Written request >> Render the stretch of the listing from the line containing "Pass this photo to locate to point out the chimney." through the line containing "x=1031, y=354" as a Markdown table with the columns Row and Line, numbering each row and leaving out blank lines.

[Location identification listing]
[BEGIN]

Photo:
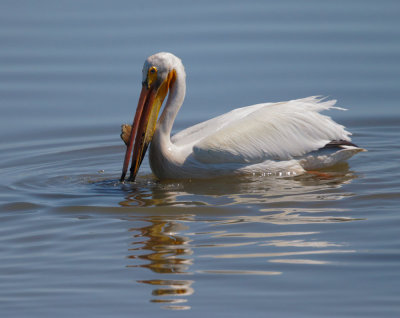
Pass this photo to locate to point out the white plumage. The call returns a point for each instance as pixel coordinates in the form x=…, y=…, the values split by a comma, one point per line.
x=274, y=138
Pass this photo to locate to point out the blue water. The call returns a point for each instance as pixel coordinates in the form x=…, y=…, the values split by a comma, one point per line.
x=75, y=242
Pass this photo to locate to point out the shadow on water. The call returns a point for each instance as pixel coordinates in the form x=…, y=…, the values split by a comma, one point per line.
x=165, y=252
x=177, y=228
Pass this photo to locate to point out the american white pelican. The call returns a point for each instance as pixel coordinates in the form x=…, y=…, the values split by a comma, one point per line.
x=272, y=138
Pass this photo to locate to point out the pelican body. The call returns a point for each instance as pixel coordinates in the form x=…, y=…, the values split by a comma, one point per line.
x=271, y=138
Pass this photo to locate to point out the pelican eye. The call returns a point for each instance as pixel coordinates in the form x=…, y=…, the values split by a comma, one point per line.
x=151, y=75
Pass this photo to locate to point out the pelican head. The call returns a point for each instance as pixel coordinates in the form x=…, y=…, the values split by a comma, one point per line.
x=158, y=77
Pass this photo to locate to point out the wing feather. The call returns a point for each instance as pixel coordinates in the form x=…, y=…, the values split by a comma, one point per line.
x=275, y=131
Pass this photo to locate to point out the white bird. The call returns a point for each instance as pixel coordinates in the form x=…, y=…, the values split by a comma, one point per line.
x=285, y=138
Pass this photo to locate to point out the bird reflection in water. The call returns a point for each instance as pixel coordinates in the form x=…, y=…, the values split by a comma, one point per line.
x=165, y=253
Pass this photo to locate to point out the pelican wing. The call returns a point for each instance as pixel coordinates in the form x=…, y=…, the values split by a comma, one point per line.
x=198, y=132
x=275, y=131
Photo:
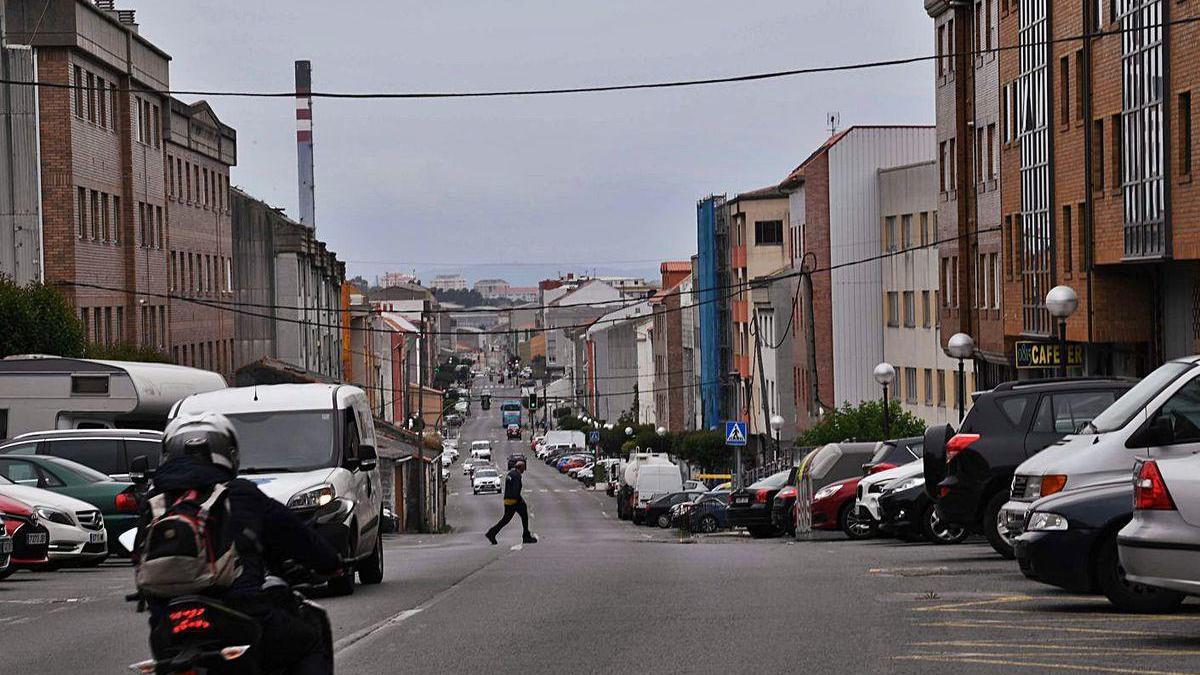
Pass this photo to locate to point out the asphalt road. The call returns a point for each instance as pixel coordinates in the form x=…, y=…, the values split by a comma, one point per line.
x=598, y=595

[END]
[BEGIN]

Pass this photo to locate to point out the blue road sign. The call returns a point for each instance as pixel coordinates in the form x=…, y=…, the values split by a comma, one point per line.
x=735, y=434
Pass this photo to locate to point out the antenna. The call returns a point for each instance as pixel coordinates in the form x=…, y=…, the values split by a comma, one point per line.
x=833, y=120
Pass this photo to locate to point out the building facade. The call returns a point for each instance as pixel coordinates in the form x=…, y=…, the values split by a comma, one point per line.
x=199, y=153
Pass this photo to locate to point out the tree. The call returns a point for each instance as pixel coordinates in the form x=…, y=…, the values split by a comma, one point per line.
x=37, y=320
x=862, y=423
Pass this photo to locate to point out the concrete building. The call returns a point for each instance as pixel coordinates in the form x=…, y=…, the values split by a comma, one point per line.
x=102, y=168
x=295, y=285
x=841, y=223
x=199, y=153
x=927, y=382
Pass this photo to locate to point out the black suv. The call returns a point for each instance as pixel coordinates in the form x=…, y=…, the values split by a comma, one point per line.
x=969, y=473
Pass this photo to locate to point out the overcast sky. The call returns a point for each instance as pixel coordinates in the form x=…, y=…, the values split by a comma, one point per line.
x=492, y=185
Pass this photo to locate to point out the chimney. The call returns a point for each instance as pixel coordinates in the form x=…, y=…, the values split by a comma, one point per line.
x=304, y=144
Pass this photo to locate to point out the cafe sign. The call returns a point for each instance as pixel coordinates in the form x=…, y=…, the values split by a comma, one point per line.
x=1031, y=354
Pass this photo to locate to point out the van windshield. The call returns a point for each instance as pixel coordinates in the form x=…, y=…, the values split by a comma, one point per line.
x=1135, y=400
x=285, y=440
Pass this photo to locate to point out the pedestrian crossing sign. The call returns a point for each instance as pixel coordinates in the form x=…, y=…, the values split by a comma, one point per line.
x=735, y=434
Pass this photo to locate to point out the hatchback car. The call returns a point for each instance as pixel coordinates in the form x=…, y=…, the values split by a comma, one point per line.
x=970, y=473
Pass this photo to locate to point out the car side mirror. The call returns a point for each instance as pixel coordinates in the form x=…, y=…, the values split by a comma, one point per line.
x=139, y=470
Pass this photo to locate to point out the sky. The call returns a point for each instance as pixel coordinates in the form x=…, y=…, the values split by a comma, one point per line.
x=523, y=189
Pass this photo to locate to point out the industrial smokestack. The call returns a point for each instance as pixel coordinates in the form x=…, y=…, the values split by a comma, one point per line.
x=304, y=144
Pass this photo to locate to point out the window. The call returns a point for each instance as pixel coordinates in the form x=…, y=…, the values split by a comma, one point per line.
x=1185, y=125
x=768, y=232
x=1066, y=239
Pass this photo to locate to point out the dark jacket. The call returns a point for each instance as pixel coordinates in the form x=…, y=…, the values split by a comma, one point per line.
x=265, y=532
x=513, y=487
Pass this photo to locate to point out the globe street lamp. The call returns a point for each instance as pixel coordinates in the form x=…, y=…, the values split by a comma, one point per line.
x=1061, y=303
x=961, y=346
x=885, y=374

[END]
[BEGIN]

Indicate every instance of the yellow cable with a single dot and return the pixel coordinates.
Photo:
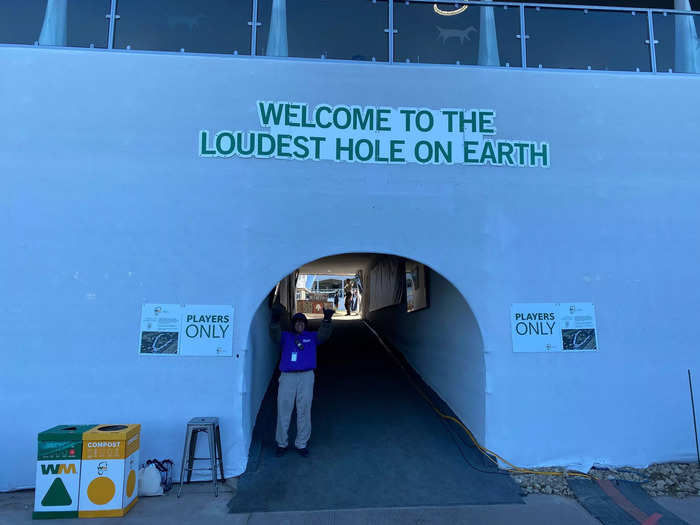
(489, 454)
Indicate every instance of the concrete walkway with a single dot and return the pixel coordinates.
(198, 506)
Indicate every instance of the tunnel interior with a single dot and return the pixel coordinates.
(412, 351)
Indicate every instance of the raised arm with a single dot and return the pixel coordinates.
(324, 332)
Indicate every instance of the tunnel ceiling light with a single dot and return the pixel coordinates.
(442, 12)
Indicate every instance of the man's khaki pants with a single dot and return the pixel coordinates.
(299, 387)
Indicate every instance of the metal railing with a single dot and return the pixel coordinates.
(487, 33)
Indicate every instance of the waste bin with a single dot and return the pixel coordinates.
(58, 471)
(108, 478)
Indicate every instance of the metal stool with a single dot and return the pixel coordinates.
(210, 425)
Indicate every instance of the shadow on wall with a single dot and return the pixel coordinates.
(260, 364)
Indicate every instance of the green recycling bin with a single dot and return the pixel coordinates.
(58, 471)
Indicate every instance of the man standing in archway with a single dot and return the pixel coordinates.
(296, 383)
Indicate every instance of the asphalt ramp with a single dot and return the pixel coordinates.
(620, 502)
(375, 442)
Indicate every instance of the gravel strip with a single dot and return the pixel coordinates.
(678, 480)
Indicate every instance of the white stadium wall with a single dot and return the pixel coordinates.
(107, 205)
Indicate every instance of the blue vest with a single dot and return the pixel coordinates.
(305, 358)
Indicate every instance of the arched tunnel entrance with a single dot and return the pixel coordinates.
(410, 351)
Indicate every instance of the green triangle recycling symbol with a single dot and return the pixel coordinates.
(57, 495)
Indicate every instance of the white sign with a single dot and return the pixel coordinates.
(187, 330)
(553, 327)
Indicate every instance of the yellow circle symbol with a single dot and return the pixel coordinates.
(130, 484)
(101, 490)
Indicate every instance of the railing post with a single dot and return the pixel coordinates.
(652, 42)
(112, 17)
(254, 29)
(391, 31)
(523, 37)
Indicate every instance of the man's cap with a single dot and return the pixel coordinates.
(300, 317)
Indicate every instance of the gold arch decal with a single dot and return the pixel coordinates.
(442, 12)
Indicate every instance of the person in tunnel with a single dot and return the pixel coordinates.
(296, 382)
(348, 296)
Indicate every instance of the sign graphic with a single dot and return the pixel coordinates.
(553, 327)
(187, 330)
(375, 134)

[END]

Task solution >>
| Row | Line |
|---|---|
| 1 | Pass this photo to locate to point out the chimney. The call returns a point for each instance as pixel coordinates in the form x=…, y=…, the values split by a comma, one point per line. |
| 2 | x=304, y=144 |
| 3 | Pass this photo to locate to point out the cafe sign. The call returns a point for each instance as pixel coordinates in the form x=…, y=…, the values split by a comma, one point per line. |
| 4 | x=1031, y=354 |